§ **Source text**
-=-=-

In 1998, FCC.gov was considered the best website in government. Other than a redesign in 2001, their website has largely remained unchanged…and quite possibly had become the worst website in government. Here’s a screen shot of how it has looked for much of the past decade:

Yesterday, GovLoop received a sneak peek at the Beta.FCC.gov redesign that was launched this morning. Check it out below:

While the re-design makes it much more sleek and stylish, that’s not why it has vaulted to the top of Federal agency websites. FCC engaged in a comprehensive process of engaging citizens and internal stakeholders to move toward sustainable culture change. Below are five reasons why every Federal agency needs to take note of this signature open government initiative.

As part of the website redesign process, the FCC:

1. Started with citizen feedback. As Managing Director Steve Van Roekel explains in his blog post announcing the re-imagined FCC.gov, “The new FCC.gov comes from you: the citizens who commented on our blog posts, who submitted suggestions on our citizen engagement platforms, who answered our surveys, and who use the site day in and day out to make American technology work.” That’s not just rhetoric. FCC was intentional about listening to citizens, looking at analytics data and building a site that responded directly to known website visitor behaviors and needs. They also integrated Uservoice as a listening tool to gain ongoing citizen feedback and kept improving, iteration after iteration.

-=-=-

§ **The request**
Reproduce the passage of the FCC.gov redesign text from "As part of the" up to and including "iteration after iteration.".

-=-=-

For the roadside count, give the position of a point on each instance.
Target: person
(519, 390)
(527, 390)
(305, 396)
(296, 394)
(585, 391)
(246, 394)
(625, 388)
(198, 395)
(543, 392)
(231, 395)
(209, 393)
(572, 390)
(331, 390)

-=-=-

§ **Solution**
As part of the website redesign process, the FCC:

1. Started with citizen feedback. As Managing Director Steve Van Roekel explains in his blog post announcing the re-imagined FCC.gov, “The new FCC.gov comes from you: the citizens who commented on our blog posts, who submitted suggestions on our citizen engagement platforms, who answered our surveys, and who use the site day in and day out to make American technology work.” That’s not just rhetoric. FCC was intentional about listening to citizens, looking at analytics data and building a site that responded directly to known website visitor behaviors and needs. They also integrated Uservoice as a listening tool to gain ongoing citizen feedback and kept improving, iteration after iteration.